Written task:
Please rewrite the material below as a numbered list, one line per item, and leave out any blank lines.

====== Input records ======

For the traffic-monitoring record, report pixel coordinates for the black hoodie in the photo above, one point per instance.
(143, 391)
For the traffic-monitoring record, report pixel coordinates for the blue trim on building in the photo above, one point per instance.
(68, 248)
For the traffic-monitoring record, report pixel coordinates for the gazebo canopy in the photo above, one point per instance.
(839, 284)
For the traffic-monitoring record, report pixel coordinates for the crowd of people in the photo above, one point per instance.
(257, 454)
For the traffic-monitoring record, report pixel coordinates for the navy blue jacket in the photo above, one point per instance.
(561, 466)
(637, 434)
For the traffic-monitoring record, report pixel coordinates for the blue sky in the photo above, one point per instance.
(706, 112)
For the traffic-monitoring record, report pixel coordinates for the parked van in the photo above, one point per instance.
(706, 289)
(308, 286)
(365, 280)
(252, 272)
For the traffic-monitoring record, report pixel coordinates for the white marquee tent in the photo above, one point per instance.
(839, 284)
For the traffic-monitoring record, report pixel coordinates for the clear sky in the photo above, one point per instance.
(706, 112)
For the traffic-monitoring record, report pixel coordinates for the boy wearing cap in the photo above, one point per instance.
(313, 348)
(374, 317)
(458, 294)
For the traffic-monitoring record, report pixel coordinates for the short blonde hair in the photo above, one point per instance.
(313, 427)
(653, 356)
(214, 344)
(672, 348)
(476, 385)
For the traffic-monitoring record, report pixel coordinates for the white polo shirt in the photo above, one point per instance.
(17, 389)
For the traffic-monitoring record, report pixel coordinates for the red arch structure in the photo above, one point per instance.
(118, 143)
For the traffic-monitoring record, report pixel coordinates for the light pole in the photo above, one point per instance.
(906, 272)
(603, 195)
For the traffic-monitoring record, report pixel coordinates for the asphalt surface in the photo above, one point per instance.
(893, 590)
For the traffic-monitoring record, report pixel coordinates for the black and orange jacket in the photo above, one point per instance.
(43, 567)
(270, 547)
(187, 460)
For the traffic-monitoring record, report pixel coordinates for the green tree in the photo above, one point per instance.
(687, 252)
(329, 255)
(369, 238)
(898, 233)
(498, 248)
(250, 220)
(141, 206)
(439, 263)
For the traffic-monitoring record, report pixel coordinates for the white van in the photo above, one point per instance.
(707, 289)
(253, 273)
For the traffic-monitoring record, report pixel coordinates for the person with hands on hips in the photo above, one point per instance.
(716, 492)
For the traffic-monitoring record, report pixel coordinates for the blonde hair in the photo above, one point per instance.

======

Expected answer:
1. For the traffic-monitoring record, report pixel coordinates for the black hoodie in the photo above, one point per instance.
2. (143, 391)
3. For the traffic-monitoring record, report pixel coordinates for the blue trim on building in the photo above, one point per instance.
4. (68, 248)
5. For the traffic-monitoring record, report pixel coordinates for the gazebo canopy in the photo above, one point per instance.
6. (839, 284)
7. For the traffic-monitoring record, report pixel coordinates for the crowd of people in the photo above, one point per instance.
8. (257, 454)
9. For the traffic-monitoring record, report pixel coordinates for the navy blue jacket in the photo above, one point per instance.
10. (561, 466)
11. (637, 434)
12. For the traffic-monitoring record, report pixel coordinates for the blue sky in the photo above, one point per instance.
13. (706, 112)
14. For the traffic-monitoring record, report pixel coordinates for the parked van in the photo above, one point per instance.
15. (706, 289)
16. (308, 286)
17. (365, 280)
18. (252, 272)
19. For the traffic-monitoring record, report pixel coordinates for the white marquee tent in the photo above, one point per instance.
20. (839, 284)
21. For the traffic-monitoring record, report pixel coordinates for the clear sky in the photo above, one point per instance.
22. (706, 112)
23. For the traffic-monitoring record, report pixel coordinates for the boy wearing cap in the photo above, one point per instance.
24. (313, 348)
25. (374, 317)
26. (458, 294)
27. For the traffic-monitoring record, report pixel coordinates for the short blonde hair in the photo above, one point per instance.
28. (313, 427)
29. (653, 356)
30. (214, 344)
31. (672, 348)
32. (476, 385)
33. For the traffic-monitoring record, report pixel coordinates for the white polo shirt in the photo above, one point per instance.
34. (17, 389)
35. For the traffic-monitoring record, report pixel coordinates for the red arch structure in the photo above, one point per instance.
36. (118, 143)
37. For the traffic-monitoring record, report pixel coordinates for the light pole in the photo above, one point per instance.
38. (906, 272)
39. (603, 195)
40. For the traffic-monitoring record, report pixel coordinates for the asphalt surface in the photo above, one point per instance.
41. (893, 590)
42. For the traffic-monitoring record, report pixel coordinates for the black and orange jacket in the photo above, one point per instance.
43. (43, 567)
44. (270, 547)
45. (187, 460)
46. For the traffic-monitoring record, report pixel coordinates for the green tree in the photo above, one point per instance.
47. (687, 252)
48. (329, 255)
49. (369, 238)
50. (898, 233)
51. (498, 248)
52. (250, 220)
53. (141, 206)
54. (439, 263)
55. For the traffic-monitoring record, report pixel coordinates for the white van in the photo above, one point per instance.
56. (707, 289)
57. (253, 273)
58. For the traffic-monitoring record, report pixel coordinates for the person with hands on hips in the photo above, one point per instance.
59. (716, 492)
60. For the traffic-monitoring record, report pixel coordinates for the blonde hair in the photo above, one point per instance.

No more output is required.